------ EXTRACT TO READ

If you want BOINC to reserve less, write the factor in there. E.g. if you want to run two tasks on the same GPU, use a factor of 0.5, BOINC will then reserve half a GPU for a task.
it can't be used in case user have several host with different gpu.
for example, some of my hosts can crunch only 2 gpu's tasks at a time, while other can crunch 5 tasks. so i have to mess with appp_info file.
am i right?
Or assign them to different venues and change the setting there. You can four differents sets of preferences - default, home, school, and work.
Or assign them to different venues and change the setting there. You can four differents sets of preferences - default, home, school, and work.
thanks for reminding me about that Richard...i should have mentioned that first, and appended it with the fact that an app_info.xml would only be necessary if the user has more than 4 E@H hosts, each with different GPU factor settings.
Why did the last 13 BRP4 tasks I received taking more than twice as long to complete as any of the previous tasks? Is this normal or should I start looking for something on my end?
Why did the last 13 BRP4 tasks I received taking more than twice as long to complete as any of the previous tasks? Is this normal or should I start looking for something on my end?
are you monitoring your GPU activity w/ a utility like MSI Afterburner or the like? is your nVidia GPU's core clock only half the frequency of what it should be? if so, then at some point your GPU decided to throttle back...whether it was due to a video driver reset or something else, i don't know. but the only way to stop the throttling is to restart the computer as far as i know...

------------
------ DATA SECTION

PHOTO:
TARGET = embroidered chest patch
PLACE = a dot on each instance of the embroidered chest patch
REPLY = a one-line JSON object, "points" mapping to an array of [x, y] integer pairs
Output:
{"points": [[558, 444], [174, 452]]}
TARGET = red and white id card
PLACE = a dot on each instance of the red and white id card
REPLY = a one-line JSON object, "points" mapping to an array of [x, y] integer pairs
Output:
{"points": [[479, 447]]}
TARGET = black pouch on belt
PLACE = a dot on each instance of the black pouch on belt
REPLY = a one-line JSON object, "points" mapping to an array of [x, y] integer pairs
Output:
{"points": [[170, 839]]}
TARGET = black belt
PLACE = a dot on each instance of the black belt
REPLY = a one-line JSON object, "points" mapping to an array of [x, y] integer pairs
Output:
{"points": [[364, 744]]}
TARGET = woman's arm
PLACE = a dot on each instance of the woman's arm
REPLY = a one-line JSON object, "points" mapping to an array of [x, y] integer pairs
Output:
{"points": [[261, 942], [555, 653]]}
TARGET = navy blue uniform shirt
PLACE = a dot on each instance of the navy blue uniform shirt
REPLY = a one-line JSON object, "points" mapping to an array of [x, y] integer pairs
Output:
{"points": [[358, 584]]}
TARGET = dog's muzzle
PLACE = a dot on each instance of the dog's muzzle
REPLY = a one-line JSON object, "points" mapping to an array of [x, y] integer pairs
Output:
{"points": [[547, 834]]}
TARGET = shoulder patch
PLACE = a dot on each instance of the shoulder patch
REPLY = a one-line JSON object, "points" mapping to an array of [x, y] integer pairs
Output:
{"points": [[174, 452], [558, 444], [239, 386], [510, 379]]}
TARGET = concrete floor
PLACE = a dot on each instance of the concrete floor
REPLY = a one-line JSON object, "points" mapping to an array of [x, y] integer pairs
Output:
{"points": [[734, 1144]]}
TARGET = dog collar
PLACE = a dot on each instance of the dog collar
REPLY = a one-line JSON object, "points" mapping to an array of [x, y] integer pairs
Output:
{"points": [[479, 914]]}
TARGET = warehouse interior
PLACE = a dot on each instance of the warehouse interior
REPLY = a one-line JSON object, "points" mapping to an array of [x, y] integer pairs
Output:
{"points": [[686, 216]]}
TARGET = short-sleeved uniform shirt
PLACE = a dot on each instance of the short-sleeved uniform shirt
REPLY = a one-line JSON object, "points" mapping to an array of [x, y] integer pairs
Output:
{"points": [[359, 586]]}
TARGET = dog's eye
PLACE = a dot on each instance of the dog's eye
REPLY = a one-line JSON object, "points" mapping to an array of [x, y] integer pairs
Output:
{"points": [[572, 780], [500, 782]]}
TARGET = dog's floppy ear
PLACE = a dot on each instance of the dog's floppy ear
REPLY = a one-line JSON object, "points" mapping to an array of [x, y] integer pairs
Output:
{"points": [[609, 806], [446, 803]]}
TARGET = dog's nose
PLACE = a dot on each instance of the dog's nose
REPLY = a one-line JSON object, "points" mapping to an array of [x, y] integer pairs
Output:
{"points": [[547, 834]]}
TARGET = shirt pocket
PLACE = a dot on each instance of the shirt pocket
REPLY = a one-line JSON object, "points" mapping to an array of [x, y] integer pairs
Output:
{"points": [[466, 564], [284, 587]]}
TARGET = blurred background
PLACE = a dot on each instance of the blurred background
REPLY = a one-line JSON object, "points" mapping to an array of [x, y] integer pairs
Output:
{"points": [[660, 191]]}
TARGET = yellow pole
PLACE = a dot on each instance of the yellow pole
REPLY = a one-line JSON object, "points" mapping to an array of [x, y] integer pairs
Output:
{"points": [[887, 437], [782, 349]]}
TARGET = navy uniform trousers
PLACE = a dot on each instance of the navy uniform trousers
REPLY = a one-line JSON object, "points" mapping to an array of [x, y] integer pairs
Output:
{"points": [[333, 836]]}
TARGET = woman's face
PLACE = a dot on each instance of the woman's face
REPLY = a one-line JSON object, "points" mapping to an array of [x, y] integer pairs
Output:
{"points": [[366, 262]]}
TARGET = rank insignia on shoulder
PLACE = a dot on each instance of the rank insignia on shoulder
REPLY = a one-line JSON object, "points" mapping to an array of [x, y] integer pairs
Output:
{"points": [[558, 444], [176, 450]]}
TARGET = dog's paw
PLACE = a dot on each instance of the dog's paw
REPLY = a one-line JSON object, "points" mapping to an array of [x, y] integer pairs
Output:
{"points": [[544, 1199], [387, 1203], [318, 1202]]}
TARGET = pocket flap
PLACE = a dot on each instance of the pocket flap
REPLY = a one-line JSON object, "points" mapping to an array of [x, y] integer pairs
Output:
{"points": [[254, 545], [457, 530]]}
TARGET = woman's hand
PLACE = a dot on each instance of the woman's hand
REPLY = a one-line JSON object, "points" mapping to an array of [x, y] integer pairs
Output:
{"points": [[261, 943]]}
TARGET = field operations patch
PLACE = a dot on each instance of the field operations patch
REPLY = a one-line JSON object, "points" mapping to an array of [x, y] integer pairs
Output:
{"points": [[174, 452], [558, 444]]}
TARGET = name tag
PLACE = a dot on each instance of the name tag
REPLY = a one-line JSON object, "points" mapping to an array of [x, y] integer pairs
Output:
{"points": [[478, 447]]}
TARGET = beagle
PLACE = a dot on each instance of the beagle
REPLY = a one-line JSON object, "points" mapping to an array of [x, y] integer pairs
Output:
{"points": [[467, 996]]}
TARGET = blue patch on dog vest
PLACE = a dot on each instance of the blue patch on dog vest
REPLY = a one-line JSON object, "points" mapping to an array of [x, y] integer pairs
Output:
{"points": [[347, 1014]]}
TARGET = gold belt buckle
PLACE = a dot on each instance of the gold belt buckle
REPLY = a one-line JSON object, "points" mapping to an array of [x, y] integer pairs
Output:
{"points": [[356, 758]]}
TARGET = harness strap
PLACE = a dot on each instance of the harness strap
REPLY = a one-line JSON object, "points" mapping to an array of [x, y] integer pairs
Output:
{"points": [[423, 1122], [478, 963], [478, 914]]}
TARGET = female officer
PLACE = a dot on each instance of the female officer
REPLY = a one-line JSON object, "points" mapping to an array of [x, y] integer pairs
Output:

------------

TASKS TO PERFORM:
- 1) Return the stretch of the forum thread from "it can't be" through "am i right?", word for word.
- 2) Which four sets of preferences does the forum thread name?
These records come from a source separate from the forum thread.

ANSWERS FOR THE TASKS:
- 1)
it can't be used in case user have several host with different gpu.
for example, some of my hosts can crunch only 2 gpu's tasks at a time, while other can crunch 5 tasks. so i have to mess with appp_info file.
am i right?

- 2) Default, home, school, and work.